Records from a dataset:
--- start ---

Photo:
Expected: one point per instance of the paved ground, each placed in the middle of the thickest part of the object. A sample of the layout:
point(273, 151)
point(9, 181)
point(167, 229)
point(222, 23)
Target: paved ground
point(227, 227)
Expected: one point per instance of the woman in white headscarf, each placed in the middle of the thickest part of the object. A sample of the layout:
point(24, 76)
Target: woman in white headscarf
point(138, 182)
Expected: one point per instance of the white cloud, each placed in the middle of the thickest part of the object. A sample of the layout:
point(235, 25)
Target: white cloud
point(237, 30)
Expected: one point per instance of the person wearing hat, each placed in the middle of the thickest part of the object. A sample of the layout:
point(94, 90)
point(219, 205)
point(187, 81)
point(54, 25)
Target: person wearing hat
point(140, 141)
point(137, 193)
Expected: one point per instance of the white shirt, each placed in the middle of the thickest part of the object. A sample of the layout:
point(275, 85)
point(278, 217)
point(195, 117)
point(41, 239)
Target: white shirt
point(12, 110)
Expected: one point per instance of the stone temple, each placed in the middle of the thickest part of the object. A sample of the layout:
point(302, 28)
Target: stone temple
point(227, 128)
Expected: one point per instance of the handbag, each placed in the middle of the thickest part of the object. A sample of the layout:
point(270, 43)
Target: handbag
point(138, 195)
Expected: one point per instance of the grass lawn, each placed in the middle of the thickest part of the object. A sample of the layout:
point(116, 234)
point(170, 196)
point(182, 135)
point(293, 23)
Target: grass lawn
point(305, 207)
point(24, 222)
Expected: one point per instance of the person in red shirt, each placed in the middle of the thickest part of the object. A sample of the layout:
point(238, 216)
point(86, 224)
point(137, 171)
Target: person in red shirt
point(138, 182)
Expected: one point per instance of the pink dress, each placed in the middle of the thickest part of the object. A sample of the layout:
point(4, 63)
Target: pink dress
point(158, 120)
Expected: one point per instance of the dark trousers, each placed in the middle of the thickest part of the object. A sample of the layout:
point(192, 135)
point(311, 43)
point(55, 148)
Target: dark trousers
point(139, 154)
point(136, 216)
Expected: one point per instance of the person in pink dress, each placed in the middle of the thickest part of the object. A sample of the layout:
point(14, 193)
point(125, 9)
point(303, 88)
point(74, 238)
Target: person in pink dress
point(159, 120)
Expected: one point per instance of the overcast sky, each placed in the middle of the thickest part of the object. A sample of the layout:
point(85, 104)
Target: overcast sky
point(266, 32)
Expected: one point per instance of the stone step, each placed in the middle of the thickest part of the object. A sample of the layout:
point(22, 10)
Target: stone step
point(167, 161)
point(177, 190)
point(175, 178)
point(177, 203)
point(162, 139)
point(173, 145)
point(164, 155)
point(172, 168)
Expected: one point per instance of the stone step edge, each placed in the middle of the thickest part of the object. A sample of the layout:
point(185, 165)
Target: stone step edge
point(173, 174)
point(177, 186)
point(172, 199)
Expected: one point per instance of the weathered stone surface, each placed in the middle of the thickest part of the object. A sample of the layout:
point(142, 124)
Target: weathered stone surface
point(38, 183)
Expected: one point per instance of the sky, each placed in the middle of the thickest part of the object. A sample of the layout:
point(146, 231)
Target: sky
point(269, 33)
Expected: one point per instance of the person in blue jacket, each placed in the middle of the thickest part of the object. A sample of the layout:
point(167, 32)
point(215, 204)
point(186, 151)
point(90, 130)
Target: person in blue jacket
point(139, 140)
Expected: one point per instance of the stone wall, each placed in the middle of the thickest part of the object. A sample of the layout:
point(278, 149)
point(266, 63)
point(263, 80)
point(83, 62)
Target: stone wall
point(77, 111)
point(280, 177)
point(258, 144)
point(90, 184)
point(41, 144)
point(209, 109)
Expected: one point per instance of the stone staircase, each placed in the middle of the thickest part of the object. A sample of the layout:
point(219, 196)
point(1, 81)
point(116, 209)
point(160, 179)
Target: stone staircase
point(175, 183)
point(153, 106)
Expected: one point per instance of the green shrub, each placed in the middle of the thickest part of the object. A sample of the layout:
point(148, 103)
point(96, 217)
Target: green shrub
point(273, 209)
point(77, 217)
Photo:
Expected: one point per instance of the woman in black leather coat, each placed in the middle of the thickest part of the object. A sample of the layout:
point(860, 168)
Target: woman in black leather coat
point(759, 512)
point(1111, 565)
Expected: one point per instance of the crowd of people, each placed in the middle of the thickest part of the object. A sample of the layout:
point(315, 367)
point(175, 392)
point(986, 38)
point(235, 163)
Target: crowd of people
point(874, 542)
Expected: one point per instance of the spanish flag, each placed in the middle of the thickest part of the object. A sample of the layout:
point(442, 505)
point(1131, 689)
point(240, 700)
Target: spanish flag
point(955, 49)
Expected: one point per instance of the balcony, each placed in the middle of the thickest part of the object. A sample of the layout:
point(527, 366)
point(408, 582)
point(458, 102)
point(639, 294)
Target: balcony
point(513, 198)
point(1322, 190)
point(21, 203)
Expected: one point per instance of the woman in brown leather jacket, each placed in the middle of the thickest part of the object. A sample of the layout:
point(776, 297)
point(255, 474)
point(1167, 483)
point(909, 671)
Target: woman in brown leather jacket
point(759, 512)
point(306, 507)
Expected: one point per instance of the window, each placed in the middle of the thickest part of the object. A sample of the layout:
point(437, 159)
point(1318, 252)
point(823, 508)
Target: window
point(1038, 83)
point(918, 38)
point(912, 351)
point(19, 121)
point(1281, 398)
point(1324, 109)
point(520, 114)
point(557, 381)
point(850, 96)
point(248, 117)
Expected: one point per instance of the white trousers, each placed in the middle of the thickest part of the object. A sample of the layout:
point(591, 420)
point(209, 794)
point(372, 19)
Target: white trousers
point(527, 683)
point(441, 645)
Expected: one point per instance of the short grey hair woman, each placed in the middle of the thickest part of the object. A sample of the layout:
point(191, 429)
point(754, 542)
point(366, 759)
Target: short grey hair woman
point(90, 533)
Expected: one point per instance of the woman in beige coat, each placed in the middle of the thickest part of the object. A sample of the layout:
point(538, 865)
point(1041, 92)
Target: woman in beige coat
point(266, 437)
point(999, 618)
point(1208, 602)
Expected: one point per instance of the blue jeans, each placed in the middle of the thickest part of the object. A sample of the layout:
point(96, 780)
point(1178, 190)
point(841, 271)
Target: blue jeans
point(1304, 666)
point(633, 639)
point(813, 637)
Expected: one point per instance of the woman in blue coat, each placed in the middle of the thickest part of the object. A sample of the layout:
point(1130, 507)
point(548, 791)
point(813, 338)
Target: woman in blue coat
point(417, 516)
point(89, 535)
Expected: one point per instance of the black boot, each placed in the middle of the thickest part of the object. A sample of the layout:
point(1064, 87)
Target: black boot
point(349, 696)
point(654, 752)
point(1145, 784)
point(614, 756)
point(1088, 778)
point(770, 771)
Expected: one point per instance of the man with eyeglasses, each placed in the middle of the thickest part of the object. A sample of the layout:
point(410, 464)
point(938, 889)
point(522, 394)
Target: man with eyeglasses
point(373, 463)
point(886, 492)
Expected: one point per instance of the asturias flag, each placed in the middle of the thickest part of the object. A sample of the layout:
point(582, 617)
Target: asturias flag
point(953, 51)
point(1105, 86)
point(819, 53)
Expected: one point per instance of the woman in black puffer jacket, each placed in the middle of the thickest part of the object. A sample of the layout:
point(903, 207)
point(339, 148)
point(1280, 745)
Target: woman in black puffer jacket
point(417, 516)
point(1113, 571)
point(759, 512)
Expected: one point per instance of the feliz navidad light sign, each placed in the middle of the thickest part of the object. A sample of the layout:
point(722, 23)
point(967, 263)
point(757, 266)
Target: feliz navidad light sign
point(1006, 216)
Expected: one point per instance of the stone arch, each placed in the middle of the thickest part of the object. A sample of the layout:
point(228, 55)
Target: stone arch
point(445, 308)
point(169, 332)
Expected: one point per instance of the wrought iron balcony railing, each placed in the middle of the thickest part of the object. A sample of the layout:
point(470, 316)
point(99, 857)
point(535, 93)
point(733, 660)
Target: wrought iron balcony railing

--- end ---

Exercise task>
Quote the records above verbatim, from the line containing "Expected: one point per instance of the person in red" through the line containing "point(269, 33)", both lines included.

Completed exercise>
Expected: one point per instance of the person in red shirt, each placed in the middle of the thickest part of the object. A sample of the layout:
point(238, 216)
point(86, 224)
point(137, 171)
Target: person in red shirt
point(138, 182)
Expected: one point per instance of the pink dress, each placed in the middle of the thickest part of the object. A sample of the layout:
point(4, 63)
Target: pink dress
point(158, 120)
Expected: one point per instance of the dark trousers, each placed in the middle of the thickest part of the object. A sample of the layout:
point(192, 135)
point(311, 43)
point(55, 148)
Target: dark trousers
point(139, 154)
point(136, 216)
Expected: one point per instance of the person in pink dress, each placed in the middle of the thickest part of the object. A sample of the layout:
point(14, 193)
point(125, 9)
point(303, 88)
point(74, 238)
Target: person in pink dress
point(159, 120)
Expected: one point per instance of the overcast sky, each placed in the middle of the thickest part of the object. A sample of the layout:
point(85, 104)
Target: overcast sky
point(266, 32)
Expected: one point per instance of the stone step, each placed in the middle of the thickest part of the object. A sample of the layout:
point(22, 10)
Target: stone step
point(167, 161)
point(177, 190)
point(175, 178)
point(177, 203)
point(162, 139)
point(173, 145)
point(164, 155)
point(172, 168)
Expected: one point per instance of the stone step edge, each placed in the middle of the thickest part of the object. A sample of the layout:
point(185, 165)
Target: stone step edge
point(173, 174)
point(177, 186)
point(172, 199)
Expected: one point per instance of the weathered stone surface, each placed in the middle of the thickest part of the object. A sample of the layout:
point(142, 124)
Target: weathered stone surface
point(38, 183)
Expected: one point per instance of the sky, each placed in the middle of the thickest part of the object. A sample of the layout:
point(146, 231)
Target: sky
point(269, 33)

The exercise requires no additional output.